TAREA DE TRABAJO:
Indica si cada afirmación coincide con el fragmento que aparece a continuación: (a) el dios invisible es una concatenación mecánica de efectos y causas; (b) la observación sobre la imagen y semejanza se atribuye a Voltaire; (c) los humanos pueden desafiar a los dioses. Responde sí o no a cada una y cita literalmente las palabras del fragmento que lo deciden.

FRAGMENTO PROPORCIONADO:
********************
La otra condición señalada por Hume es, si cabe, aún más importante: el dios invisible es también inteligente. Es decir, intencional, dotado de voluntad y propósito. No es una simple concatenación mecánica de efectos y causas sino una subjetividad que proyecta y decide: el dios no es nunca algo, sino alguien. Los humanos pueden mantener una relación con los dioses, apelar a su misericordia, obedecerlos o desafiarlos. A la personalidad del hombre le corresponde la personalidad divina, se reconocen entre sí. Como observó Voltaire, si Dios nos hizo a su imagen y semejanza no hay duda de que le hemos devuelto cumplidamente el favor… De modo que tener mentalidad religiosa -o, si se prefiere, la disposición religiosa de la mente humana- consiste también en creer que el fundamento invisible de lo real es personal como nosotros, no inerte o dinámicamente ciego.
********************
DATOS REGISTRADOS:
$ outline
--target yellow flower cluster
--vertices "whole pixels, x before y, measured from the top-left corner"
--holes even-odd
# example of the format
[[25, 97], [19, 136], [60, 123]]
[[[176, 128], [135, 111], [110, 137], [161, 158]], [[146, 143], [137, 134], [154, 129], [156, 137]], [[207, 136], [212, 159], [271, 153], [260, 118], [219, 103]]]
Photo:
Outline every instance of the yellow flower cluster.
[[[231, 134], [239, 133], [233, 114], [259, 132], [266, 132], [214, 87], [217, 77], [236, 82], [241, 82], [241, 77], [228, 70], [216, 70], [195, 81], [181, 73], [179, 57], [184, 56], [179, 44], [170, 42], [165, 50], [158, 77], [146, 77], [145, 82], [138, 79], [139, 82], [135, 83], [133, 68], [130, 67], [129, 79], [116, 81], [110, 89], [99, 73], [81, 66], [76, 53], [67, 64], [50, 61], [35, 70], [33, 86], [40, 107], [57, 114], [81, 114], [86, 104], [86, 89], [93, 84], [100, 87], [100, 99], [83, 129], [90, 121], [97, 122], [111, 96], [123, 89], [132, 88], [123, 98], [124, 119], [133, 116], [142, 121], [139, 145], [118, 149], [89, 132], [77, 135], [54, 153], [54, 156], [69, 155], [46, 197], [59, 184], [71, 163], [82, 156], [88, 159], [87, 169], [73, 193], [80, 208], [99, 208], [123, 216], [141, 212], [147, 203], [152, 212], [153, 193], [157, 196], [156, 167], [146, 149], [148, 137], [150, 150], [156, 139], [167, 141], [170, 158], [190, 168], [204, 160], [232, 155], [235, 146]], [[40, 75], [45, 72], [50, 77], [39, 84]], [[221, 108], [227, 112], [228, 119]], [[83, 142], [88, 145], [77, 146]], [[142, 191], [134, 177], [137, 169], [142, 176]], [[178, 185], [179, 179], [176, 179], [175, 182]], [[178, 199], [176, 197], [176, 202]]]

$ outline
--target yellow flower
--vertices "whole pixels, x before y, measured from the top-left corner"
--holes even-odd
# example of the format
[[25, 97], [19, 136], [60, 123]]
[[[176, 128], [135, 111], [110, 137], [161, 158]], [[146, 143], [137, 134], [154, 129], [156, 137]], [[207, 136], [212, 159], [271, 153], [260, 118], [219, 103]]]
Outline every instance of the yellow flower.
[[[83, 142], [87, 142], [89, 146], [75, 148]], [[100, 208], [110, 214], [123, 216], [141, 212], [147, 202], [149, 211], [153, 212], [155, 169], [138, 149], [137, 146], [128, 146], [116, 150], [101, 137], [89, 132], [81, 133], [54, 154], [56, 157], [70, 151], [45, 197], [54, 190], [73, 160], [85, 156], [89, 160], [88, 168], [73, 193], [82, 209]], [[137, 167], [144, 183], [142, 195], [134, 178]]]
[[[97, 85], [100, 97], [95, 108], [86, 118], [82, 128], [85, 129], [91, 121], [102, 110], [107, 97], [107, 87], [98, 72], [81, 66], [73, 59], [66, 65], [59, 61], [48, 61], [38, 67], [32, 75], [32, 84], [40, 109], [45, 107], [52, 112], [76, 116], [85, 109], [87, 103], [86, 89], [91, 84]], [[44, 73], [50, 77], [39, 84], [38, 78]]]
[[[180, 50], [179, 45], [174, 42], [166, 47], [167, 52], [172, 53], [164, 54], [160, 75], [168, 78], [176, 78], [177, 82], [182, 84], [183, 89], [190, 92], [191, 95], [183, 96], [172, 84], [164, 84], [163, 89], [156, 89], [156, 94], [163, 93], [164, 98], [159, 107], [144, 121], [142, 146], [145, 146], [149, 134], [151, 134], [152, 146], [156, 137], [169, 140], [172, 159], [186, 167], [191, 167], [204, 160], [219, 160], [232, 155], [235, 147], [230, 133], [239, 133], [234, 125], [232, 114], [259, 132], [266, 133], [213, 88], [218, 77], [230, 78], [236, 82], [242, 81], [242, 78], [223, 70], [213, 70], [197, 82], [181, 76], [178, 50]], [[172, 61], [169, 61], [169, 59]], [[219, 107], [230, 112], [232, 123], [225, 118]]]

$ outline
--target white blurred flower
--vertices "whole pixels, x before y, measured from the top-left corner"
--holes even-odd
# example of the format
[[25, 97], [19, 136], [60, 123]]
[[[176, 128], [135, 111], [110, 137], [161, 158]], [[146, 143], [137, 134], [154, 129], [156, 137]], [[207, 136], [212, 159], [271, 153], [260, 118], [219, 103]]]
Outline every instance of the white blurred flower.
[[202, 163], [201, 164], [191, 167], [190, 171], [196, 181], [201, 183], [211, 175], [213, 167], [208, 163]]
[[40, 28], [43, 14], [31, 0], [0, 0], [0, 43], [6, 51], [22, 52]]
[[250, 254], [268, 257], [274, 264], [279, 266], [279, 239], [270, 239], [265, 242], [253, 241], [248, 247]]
********************
RESPUESTA AL PROBLEMA:
(a) No: «No es una simple concatenación mecánica de efectos y causas sino una subjetividad que proyecta y decide».
(b) Sí: «Como observó Voltaire, si Dios nos hizo a su imagen y semejanza no hay duda de que le hemos devuelto cumplidamente el favor».
(c) Sí: «Los humanos pueden mantener una relación con los dioses, apelar a su misericordia, obedecerlos o desafiarlos».